Task description: Present every one of the items below as a numbered list, leaving out any blank lines.
########################################
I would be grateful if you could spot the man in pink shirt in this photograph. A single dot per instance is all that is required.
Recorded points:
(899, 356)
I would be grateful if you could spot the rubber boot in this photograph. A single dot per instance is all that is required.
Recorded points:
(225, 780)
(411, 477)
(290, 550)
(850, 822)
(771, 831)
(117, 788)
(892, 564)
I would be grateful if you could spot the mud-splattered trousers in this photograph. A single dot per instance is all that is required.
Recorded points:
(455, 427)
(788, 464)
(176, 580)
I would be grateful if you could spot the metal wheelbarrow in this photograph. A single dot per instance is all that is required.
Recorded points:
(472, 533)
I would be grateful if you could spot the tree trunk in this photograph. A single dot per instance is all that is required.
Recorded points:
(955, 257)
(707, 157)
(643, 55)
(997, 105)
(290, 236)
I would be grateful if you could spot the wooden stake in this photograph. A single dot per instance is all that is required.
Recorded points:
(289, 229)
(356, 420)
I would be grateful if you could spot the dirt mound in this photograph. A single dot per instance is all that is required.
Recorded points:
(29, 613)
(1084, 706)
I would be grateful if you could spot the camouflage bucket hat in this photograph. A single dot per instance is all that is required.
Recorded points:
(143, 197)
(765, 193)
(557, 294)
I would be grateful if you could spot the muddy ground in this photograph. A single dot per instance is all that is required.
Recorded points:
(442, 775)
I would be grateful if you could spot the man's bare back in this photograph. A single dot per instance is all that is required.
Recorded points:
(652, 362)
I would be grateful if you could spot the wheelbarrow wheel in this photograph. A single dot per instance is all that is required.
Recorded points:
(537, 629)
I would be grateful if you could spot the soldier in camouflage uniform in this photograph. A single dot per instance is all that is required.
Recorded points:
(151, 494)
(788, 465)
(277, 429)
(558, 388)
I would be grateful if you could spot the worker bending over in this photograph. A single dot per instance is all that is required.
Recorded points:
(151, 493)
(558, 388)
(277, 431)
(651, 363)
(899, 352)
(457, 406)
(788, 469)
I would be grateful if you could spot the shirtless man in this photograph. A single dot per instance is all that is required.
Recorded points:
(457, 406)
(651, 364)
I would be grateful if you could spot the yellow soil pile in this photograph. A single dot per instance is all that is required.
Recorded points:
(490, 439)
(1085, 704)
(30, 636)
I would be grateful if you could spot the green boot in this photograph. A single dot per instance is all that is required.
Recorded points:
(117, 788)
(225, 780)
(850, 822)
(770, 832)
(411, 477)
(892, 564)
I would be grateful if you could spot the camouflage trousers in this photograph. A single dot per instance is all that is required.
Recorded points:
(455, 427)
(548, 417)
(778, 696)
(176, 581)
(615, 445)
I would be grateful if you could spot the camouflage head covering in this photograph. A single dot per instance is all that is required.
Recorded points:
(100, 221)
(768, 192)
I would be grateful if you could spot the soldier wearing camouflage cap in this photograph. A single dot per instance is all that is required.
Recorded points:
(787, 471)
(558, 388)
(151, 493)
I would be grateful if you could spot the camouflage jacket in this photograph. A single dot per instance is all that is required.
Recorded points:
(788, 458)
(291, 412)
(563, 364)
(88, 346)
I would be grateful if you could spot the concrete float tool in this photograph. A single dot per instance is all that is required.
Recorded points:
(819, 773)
########################################
Output:
1. I would be grateful if you could spot the man in pink shirt in this photograph. A single dot per instance is all that is required.
2. Recorded points:
3. (899, 356)
4. I would be grateful if you could spot the rubber boot in this photograph. A single dot per instance is all that is required.
5. Recorded points:
6. (225, 780)
7. (411, 477)
8. (290, 550)
9. (850, 822)
10. (771, 831)
11. (117, 788)
12. (892, 564)
13. I would be grateful if you could spot the mud-splattered trousers in this photograph. A single dot per instance is all that is required.
14. Recorded points:
15. (455, 427)
16. (788, 464)
17. (176, 580)
18. I would be grateful if you could spot the metal wheelbarrow in this photograph. A single dot per instance is all that is required.
19. Recorded points:
20. (472, 533)
21. I would be grateful if you could spot the tree trunk in this photograph. A single dot per instance is all that is required.
22. Recorded points:
23. (955, 257)
24. (707, 157)
25. (643, 55)
26. (997, 105)
27. (290, 236)
28. I would be grateful if you could spot the wooden stake in this photograph. A single dot per instance is all that is required.
29. Recorded points:
30. (289, 229)
31. (356, 420)
32. I would be grateful if you could spot the dirt mound in this photograph. A single dot per instance is all that is required.
33. Recorded points:
34. (29, 613)
35. (1084, 706)
36. I would be grateful if you could spot the camouflage bucket hat in this photograph. A single dot per instance is all that is required.
37. Recorded points:
38. (143, 197)
39. (765, 193)
40. (557, 294)
41. I would be grateful if you could spot the muddy ground in this photograph. A single dot per instance is all that is required.
42. Recorded points:
43. (442, 775)
44. I would be grateful if you could spot the man's bare back in this photograph. A single dot per instance is all that is required.
45. Recorded points:
46. (652, 362)
47. I would be grateful if you could spot the wheelbarrow wheel in this photograph. A single dot per instance is all that is required.
48. Recorded points:
49. (537, 629)
50. I would be grateful if you could spot the soldier in camouflage uniform in this photograph. A single dot per instance is all that is required.
51. Recorded points:
52. (151, 494)
53. (788, 465)
54. (277, 429)
55. (558, 388)
56. I would be grateful if you could spot the worker bending over in this photograph. A single dot per instance is all that is required.
57. Recorded points:
58. (151, 493)
59. (558, 388)
60. (277, 431)
61. (651, 363)
62. (899, 352)
63. (457, 406)
64. (788, 469)
65. I would be grateful if you could spot the shirtless man in this photograph. A single dot per instance is all that is required.
66. Recorded points:
67. (457, 406)
68. (651, 364)
69. I would be grateful if you could spot the yellow soil pile in this photograph. A single dot per instance is all that is required.
70. Recorded points:
71. (490, 439)
72. (1085, 704)
73. (30, 636)
74. I would be grateful if you could spot the green boot in this photograph. A single dot per instance is all that is required.
75. Recorded points:
76. (117, 788)
77. (225, 780)
78. (850, 822)
79. (770, 832)
80. (411, 477)
81. (892, 564)
82. I would be grateful if you could spot the camouflage trousers in this photograph. A single dot per instance is all that is required.
83. Recorded points:
84. (455, 427)
85. (548, 417)
86. (778, 696)
87. (176, 581)
88. (615, 445)
89. I would be grateful if you could spot the camouflage head covering in this photograph. A single dot per instance is all that is required.
90. Recorded points:
91. (100, 221)
92. (768, 192)
93. I would be grateful if you could spot the soldier wearing camouflage cap in this photograph. A single dot per instance is all that is required.
94. Recorded points:
95. (787, 471)
96. (558, 388)
97. (151, 493)
98. I would be grateful if you could spot the camouflage jacket in this photograph. A single dot per instance is all that is required.
99. Recorded points:
100. (788, 458)
101. (291, 412)
102. (563, 364)
103. (88, 346)
104. I would be grateful if you could spot the concrete float tool in this photograph. A single dot per instance is all that is required.
105. Recorded points:
106. (819, 773)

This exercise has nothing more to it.